Can you write out the stretch from the start of the entries through the line containing "345, 494, 412]]" again, changing "plant stem" to "plant stalk" and keeping everything else the same?

Entries for bounding box labeling
- - - - -

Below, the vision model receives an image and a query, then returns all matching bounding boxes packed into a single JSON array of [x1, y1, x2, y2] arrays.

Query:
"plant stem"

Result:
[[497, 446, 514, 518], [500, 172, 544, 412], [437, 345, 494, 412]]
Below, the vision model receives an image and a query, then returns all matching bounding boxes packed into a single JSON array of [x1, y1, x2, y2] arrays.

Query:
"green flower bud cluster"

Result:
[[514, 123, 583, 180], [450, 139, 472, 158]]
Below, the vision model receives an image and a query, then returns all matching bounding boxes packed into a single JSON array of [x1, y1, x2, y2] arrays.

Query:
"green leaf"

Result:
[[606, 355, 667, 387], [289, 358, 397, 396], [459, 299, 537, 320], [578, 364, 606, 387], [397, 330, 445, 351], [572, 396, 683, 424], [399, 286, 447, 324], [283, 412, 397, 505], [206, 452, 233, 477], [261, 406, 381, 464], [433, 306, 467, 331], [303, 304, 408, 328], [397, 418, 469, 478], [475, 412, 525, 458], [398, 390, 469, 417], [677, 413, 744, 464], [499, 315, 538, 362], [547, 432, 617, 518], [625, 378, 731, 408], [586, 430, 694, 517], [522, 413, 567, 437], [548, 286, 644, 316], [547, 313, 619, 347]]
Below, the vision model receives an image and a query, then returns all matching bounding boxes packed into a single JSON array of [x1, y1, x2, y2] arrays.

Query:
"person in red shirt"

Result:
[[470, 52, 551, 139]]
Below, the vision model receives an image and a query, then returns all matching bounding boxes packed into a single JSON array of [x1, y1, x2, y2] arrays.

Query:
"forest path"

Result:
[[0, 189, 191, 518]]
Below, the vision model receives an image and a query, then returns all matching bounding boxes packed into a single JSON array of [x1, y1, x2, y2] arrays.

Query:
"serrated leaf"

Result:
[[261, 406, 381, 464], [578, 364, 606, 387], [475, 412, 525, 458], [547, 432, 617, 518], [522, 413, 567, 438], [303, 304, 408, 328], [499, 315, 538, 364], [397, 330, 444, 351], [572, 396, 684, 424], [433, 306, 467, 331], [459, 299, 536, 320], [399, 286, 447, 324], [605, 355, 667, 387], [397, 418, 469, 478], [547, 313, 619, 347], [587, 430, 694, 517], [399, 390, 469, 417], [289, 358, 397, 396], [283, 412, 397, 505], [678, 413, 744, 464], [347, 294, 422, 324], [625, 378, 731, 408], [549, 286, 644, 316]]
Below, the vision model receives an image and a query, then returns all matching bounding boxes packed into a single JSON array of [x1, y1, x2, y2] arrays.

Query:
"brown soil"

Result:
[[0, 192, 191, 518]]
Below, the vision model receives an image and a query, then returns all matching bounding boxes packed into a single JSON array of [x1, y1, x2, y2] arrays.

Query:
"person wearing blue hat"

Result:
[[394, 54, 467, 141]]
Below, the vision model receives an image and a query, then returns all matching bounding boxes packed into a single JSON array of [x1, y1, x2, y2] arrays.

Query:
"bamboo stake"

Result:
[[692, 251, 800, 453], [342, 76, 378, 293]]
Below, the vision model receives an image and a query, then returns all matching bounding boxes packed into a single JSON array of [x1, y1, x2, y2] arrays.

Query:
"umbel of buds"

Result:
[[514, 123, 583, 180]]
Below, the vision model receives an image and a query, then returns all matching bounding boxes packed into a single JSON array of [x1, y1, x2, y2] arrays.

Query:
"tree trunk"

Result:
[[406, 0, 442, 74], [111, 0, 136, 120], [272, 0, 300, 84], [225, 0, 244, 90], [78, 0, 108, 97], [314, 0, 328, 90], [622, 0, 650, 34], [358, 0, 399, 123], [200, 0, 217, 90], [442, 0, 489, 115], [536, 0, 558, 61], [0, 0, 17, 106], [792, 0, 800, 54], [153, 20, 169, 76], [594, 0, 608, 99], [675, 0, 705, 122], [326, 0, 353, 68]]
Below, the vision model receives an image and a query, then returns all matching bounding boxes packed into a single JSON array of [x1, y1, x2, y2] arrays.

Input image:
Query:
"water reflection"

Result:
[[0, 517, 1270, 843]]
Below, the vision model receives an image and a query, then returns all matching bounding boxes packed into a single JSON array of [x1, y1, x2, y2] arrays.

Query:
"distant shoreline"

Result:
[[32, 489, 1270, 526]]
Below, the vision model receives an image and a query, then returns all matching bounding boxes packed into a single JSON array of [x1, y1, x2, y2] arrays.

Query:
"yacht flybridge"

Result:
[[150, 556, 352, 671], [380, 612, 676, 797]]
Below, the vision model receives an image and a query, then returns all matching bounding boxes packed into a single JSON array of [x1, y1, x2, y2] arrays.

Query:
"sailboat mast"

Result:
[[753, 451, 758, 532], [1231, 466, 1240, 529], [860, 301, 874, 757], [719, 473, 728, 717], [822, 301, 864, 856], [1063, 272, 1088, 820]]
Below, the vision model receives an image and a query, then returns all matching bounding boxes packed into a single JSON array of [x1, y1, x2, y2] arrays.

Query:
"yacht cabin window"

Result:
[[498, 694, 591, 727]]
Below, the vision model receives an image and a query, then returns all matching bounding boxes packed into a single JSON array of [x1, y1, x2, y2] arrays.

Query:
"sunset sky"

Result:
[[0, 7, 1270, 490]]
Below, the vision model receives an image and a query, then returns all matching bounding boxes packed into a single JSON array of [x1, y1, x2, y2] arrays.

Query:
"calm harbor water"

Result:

- - - - -

Result for this task:
Below, the vision model receives an image and a query, then returns all matching bounding boxes packed into a single JSON array of [x1, y1, x2, y2] arrays.

Query:
"plant stalk"

Result:
[[497, 446, 514, 518], [500, 172, 544, 412], [437, 345, 494, 412]]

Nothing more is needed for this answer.